*Selected passage:*
___

Dunham had begun Dragon Pass in 1996, after a nexus of inspirations came together. He’d started programming in the seventh grade (his first game was “a football simulator that ran on an Olivetti 101 programmable calculator”) and as an adult became an Apple developer, working on software for the company’s ill-fated proto-tablet, the Newton. A lifelong board game fan, he was intrigued by strategy video games like Sid Meier’s Civilization which gave players complex simulations and great freedom in how they could interact with them. In particular, a quote from Meier had caught his eye: that “a good game is a series of interesting decisions,” which “must be frequent and meaningful.” Dunham had also been a fan of the complex mythology and worldbuilding of the Glorantha setting for many years, particularly stories of the contested region Dragon Pass, filled with strange monsters and struggling clans. He’d been intrigued too by creator Greg Stafford’s tabletop roleplaying game Pendragon, exploring dynasties and generations rather than heroes in their prime, and had run a mash-up campaign for a while called, naturally, PenDragon Pass. Dunham had started a small software company called “A Sharp” with Bowditch—also a programmer, not to mention a poet. With her encouragement, he began sketching out ideas for a computer game set in Dragon Pass that would merge strategic gameplay, deep lore, dynamic storytelling, and long-term, generational play:
I wanted to have characters get born and then grow up and become heroes, maybe, or in some cases you’ll die of old age. And that scale also helped establish that you were going to have long-term consequences, because it had to be something that could matter ten years later. You know, your kid might have to deal with it.
The game he had in mind didn’t quite fit in any existing genre. It would be more narrative than an empire-building strategy game, but more replayable than adventure games which usually told single, pre-scripted stories. He coined the term “storytelling strategy game” to describe what he had in mind. While he had at first conceived it for the Newton, the idea soon grew beyond the scope of what the handheld device was capable of. Developing games for desktop Macs in the ’90s was financially risky due to their tiny market share, but Dunham and Bowditch found a product called mTropolis that promised an easy way to create cross-platform UI and a release for Windows, too. Securing some independent funding that would allow for hiring contractors to do art, writing, and QA, the two began working on the game out of their Seattle home office in January 1997.
Dunham had been in touch with Glorantha creator Greg Stafford, who provided some design ideas and his blessing, but the real creative workhorse on the project would become tabletop roleplaying designer Robin Laws. Already in the process of becoming one of the industry’s most innovative designers, Laws had written for a number of games (including Earthdawn, Feng Shui, and GURPS) and been part of a push for more “narrativist” roleplaying frameworks that prioritized story over systems. Also a huge Glorantha fan, a chance meeting between the two at a convention would bring Laws aboard Dragon Pass as a writer: so many of his ideas worked their way into the final game that he would eventually be credited as a co-designer. Already familiar with the world’s rich lore, Laws began the work of writing narrative vignettes for the evolving “storytelling strategy game”—in the end, over four hundred thousand words of them.

___

*Supplied entries:*

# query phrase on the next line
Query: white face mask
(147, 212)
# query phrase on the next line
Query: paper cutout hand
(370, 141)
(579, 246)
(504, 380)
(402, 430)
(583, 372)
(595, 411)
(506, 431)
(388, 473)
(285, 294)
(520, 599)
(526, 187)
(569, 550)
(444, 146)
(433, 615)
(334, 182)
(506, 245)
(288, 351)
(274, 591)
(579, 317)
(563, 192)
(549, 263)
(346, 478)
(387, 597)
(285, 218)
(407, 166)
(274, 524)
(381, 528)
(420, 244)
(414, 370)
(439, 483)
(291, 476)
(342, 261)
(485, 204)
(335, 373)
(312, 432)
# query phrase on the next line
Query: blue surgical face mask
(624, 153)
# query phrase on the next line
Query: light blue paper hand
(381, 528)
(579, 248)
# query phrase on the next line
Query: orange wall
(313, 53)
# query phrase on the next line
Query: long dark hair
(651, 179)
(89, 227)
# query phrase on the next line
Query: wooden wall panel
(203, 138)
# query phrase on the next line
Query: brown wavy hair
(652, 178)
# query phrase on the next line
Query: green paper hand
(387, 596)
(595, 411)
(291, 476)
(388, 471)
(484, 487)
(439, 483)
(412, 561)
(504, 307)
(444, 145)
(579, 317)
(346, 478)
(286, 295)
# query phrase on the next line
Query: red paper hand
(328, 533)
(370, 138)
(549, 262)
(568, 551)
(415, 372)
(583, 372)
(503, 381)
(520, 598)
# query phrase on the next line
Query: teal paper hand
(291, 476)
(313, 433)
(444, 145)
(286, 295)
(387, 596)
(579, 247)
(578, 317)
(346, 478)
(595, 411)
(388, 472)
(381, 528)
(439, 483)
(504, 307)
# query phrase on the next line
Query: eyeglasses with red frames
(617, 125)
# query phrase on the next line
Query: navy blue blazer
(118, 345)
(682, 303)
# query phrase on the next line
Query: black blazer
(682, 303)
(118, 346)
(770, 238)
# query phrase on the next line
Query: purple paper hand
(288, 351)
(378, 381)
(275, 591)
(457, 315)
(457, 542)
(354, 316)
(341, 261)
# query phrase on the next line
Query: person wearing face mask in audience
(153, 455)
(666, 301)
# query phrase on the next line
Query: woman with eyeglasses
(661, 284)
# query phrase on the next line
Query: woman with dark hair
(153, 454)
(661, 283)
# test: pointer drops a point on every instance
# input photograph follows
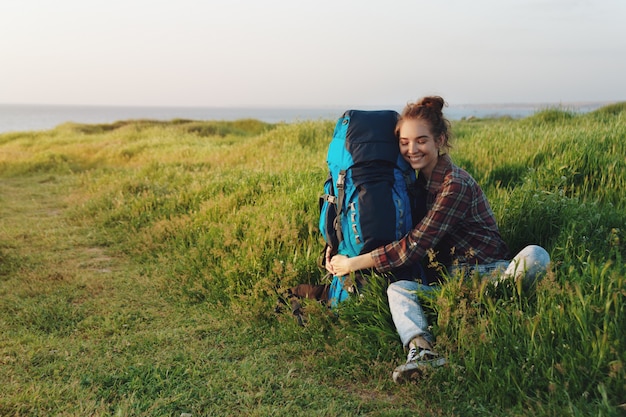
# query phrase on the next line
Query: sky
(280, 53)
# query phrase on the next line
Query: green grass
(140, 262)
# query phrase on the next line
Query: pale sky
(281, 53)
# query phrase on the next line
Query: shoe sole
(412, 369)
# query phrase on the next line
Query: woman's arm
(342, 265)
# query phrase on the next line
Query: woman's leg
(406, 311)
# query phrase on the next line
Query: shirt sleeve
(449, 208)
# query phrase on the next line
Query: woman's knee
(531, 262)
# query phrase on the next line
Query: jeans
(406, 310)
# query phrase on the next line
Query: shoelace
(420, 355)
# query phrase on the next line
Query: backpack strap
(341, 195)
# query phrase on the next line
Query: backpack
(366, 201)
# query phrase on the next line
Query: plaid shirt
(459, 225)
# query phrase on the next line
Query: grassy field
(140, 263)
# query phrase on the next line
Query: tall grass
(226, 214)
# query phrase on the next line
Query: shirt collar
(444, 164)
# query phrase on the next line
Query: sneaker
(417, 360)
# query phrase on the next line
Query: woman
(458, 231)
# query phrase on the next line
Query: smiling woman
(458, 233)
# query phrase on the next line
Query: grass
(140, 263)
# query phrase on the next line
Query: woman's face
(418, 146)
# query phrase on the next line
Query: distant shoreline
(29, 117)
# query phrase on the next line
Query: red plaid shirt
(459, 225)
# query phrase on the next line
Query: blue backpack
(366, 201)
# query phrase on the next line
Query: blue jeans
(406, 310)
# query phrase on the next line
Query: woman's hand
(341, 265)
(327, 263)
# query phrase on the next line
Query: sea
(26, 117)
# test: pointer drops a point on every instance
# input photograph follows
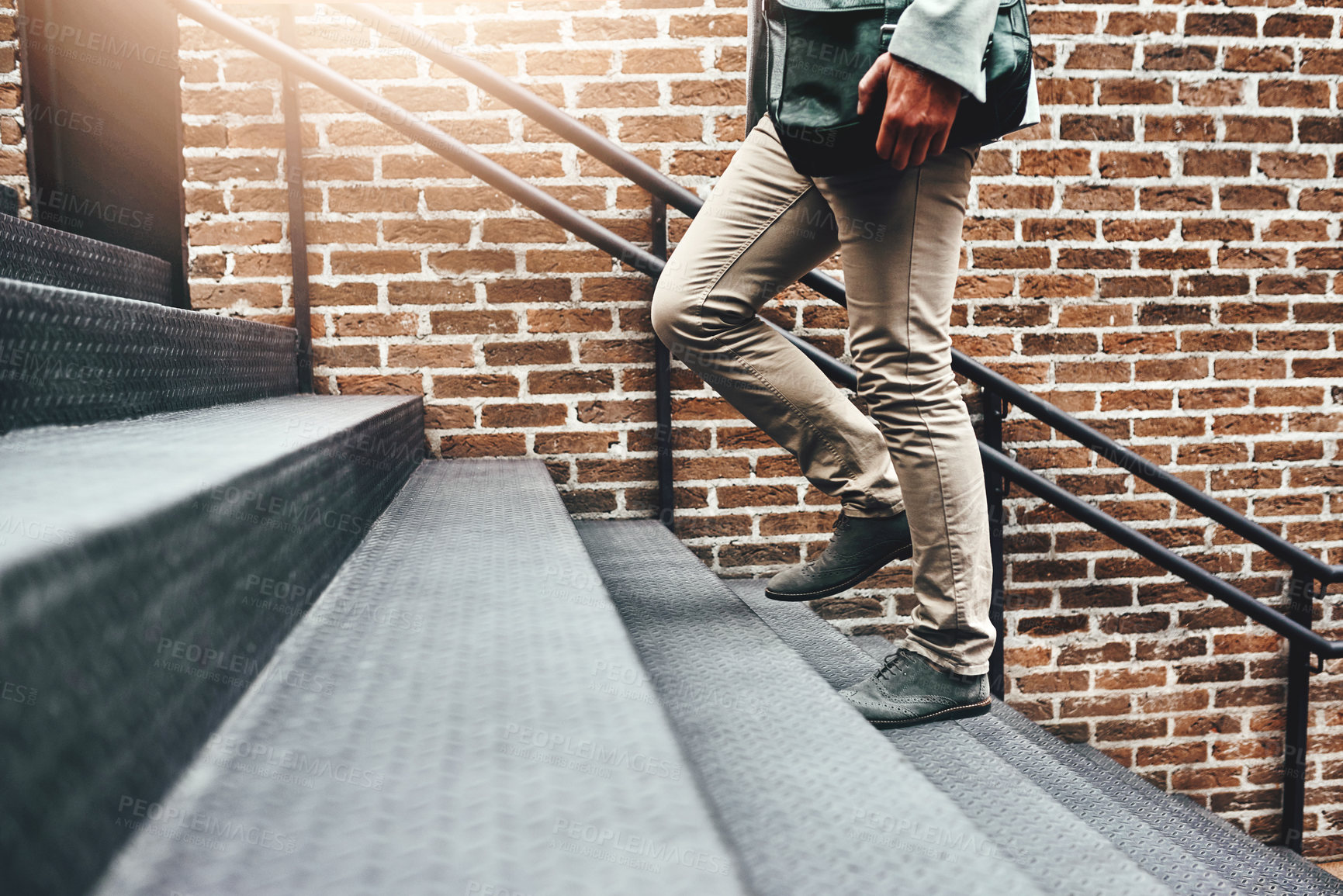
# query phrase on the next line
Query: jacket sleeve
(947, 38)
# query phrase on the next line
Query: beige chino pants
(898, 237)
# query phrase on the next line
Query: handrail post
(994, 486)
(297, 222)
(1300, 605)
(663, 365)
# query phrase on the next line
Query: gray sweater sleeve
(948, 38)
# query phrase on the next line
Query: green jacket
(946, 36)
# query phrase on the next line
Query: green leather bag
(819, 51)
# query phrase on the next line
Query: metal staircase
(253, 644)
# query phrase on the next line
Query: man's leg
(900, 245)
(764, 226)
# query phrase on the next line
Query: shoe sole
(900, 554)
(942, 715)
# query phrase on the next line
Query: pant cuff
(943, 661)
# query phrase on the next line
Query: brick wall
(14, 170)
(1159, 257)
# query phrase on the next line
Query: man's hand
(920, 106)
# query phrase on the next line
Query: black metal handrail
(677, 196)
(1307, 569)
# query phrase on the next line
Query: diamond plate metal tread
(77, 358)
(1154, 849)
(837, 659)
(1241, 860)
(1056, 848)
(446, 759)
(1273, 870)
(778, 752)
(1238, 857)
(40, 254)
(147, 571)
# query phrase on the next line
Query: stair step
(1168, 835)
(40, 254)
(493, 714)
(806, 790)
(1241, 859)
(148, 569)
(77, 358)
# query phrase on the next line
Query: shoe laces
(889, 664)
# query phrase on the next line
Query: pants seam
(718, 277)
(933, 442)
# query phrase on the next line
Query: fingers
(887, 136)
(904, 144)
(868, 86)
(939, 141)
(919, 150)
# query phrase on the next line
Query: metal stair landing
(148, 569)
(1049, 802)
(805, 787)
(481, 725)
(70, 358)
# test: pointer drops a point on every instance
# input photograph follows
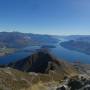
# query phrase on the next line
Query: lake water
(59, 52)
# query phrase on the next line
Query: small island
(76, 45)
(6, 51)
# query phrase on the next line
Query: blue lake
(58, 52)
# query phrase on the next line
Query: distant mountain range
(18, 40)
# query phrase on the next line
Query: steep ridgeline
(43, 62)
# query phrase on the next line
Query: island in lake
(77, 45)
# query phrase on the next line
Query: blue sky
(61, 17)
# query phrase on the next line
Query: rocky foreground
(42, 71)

___

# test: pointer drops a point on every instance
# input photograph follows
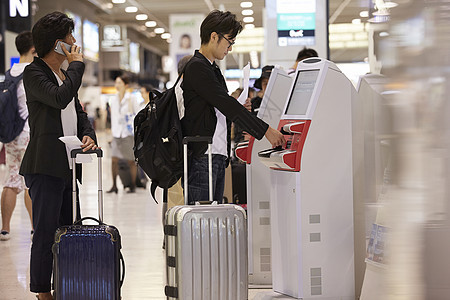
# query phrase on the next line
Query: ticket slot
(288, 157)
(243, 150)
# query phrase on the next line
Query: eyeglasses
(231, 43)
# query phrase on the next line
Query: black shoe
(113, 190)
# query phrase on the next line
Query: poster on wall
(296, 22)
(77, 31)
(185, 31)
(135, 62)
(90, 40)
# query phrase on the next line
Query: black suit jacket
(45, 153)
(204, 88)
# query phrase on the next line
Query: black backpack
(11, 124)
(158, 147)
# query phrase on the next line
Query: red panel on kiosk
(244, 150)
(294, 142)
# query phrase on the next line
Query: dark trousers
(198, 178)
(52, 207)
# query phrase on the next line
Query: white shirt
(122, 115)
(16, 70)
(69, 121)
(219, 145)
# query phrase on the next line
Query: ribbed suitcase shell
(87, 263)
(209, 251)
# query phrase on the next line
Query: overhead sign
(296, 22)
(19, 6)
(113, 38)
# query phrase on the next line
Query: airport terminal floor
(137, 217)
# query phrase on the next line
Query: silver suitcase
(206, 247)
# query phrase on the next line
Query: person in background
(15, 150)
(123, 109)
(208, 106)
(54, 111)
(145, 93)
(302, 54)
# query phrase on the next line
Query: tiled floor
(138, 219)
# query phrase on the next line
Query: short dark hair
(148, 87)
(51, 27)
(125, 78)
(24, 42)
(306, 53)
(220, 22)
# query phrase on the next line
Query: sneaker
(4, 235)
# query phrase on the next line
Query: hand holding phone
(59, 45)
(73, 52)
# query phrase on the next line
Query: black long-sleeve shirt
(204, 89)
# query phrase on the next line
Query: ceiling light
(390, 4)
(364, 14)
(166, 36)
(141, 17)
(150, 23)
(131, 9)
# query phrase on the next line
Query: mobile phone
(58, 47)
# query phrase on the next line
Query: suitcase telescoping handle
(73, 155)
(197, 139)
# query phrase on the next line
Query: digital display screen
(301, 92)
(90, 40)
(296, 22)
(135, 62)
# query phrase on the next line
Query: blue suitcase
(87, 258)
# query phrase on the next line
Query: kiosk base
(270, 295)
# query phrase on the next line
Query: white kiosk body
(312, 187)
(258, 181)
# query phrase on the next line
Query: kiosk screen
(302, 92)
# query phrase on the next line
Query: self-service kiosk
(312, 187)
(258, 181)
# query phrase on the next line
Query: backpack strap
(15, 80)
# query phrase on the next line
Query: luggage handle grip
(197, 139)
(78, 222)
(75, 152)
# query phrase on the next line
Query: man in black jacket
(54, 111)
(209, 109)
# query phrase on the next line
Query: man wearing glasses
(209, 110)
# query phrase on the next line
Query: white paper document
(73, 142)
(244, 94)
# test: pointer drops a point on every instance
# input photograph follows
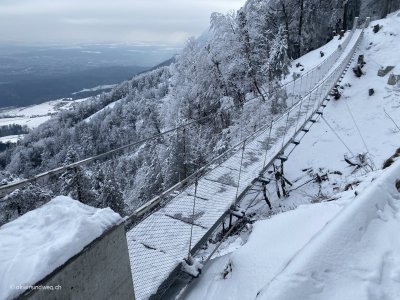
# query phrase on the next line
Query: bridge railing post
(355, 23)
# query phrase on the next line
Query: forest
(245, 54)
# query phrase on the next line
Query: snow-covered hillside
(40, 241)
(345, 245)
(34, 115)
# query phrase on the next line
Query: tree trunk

___

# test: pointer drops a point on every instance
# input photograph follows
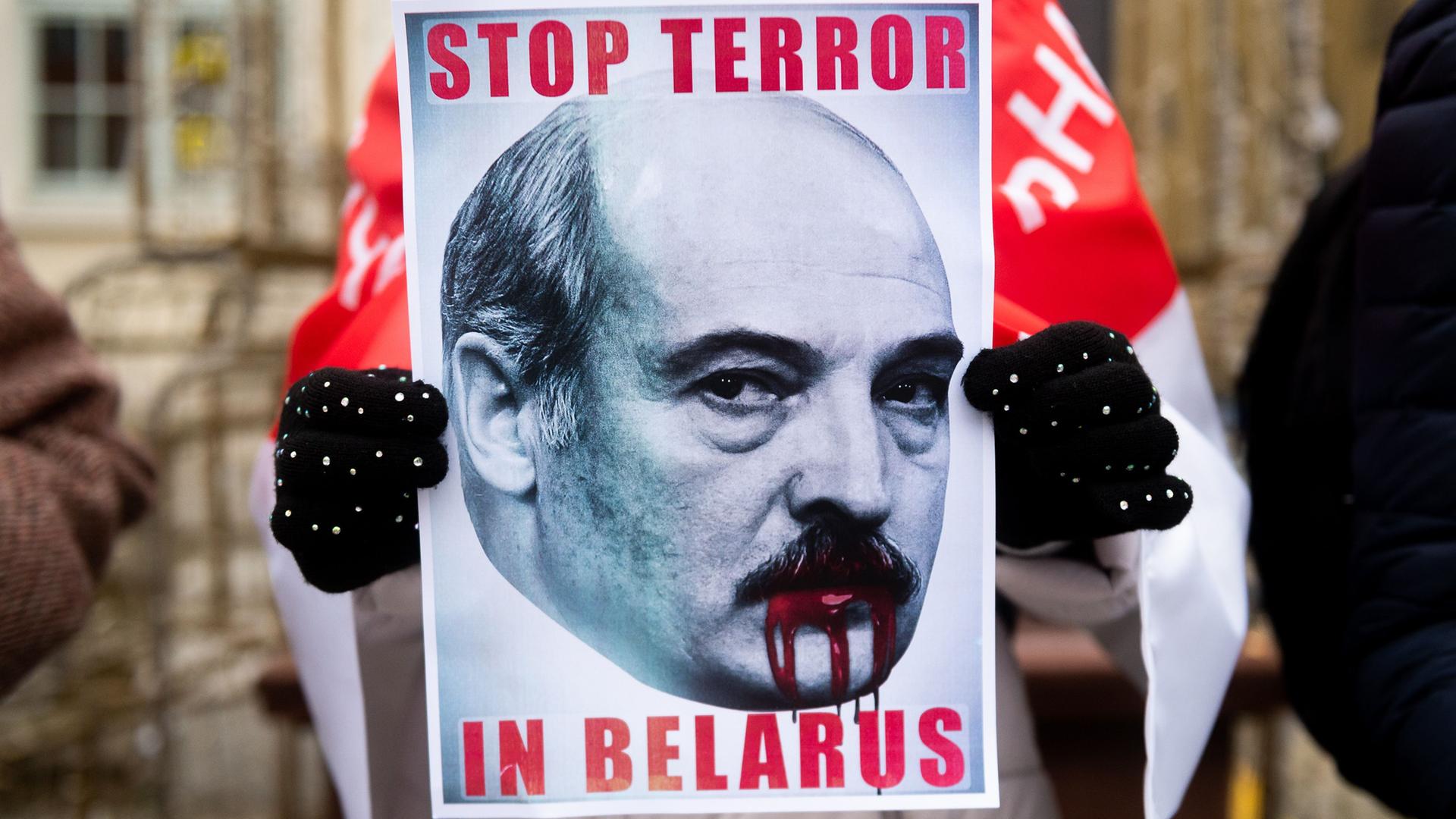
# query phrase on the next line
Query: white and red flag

___

*What to work on:*
- A) Translate this sentence from the passage on the making of Dragon Pass into Spanish: "He coined the term 'storytelling strategy game' to describe what he had in mind."
- B) Update the passage on the making of Dragon Pass from "The game he" to "in January 1997.", replacing "handheld device" with "portable device".
- C) Give what follows the last sentence of the passage on the making of Dragon Pass.

*Expected answers:*
- A) Acuñó el término «juego de estrategia narrativo» para describir lo que tenía en mente.

- B)
The game he had in mind didn’t quite fit in any existing genre. It would be more narrative than an empire-building strategy game, but more replayable than adventure games which usually told single, pre-scripted stories. He coined the term “storytelling strategy game” to describe what he had in mind. While he had at first conceived it for the Newton, the idea soon grew beyond the scope of what the portable device was capable of. Developing games for desktop Macs in the ’90s was financially risky due to their tiny market share, but Dunham and Bowditch found a product called mTropolis that promised an easy way to create cross-platform UI and a release for Windows, too. Securing some independent funding that would allow for hiring contractors to do art, writing, and QA, the two began working on the game out of their Seattle home office in January 1997.

- C)
The game that evolved from the collaboration would follow a clan of Orlanthi, one of several human-like races in Glorantha with Bronze Age technology and divinely gifted magic. Newly arrived in Dragon Pass, your clan struggles to establish a foothold while dealing with vengeful undead, awakening dragons, mystical treasures, and dozens of rival clans with their own agendas. Rather than playing as a specific character, you take a god’s-eye perspective on your clan, setting policies and making big decisions as your people’s story unfolds across years and decades. At the core of the game is a robust economic simulation inspired by one of the earliest text games, Hamurabi: fields, grain, and cattle must be carefully managed to keep a growing population fed. But the engine in Dragon Pass is far more complex, encompassing magic, religion, exploration, trade, and relationships with the many other clans. One review’s list of “stuff you do” in the simulation goes some way toward illustrating its depth:
Selecting and managing a balanced pool of leaders to serve as your advisors on the clan ring (of upmost importance)
Clan mood management, both for your farmers and your warriors - taking actions (feasts, etc.) to increase the mood.
Allocation of crop land vs. grazing land vs. hunting grounds.
Recruitment and maintenance of weaponthanes (e.g. warriors)
Building defenses
Conducting full raids, cattle raids, and aggressions on other clans
Sending exploration parties to nearby or distant places to search for treasures or other discoveries
Erecting shrines to the 20 or so different gods, conducting sacrifices to learn new magic (essentially the games technology tree), etc.
Trade system for trading goods/cows/food or establishing on-going trade relationships.
Diplomacy system for creating alliances, tribes, paying tributes, giving gifts, exchanging knowledge/lore, etc.
Preparing leaders and sending them on “Hero Quests” to trigger special events or gain an unique/powerful advantage.
But the simulation is only part of the game. As you take actions, frequent narrative events which the creators called “scenes” interrupt you, seeming on the surface like vignettes from a Choose Your Own Adventure: a paragraph or two of text presenting a conflict or opportunity, followed by a list of choices for how to respond. But what’s happening under the hood is more complex than it seems.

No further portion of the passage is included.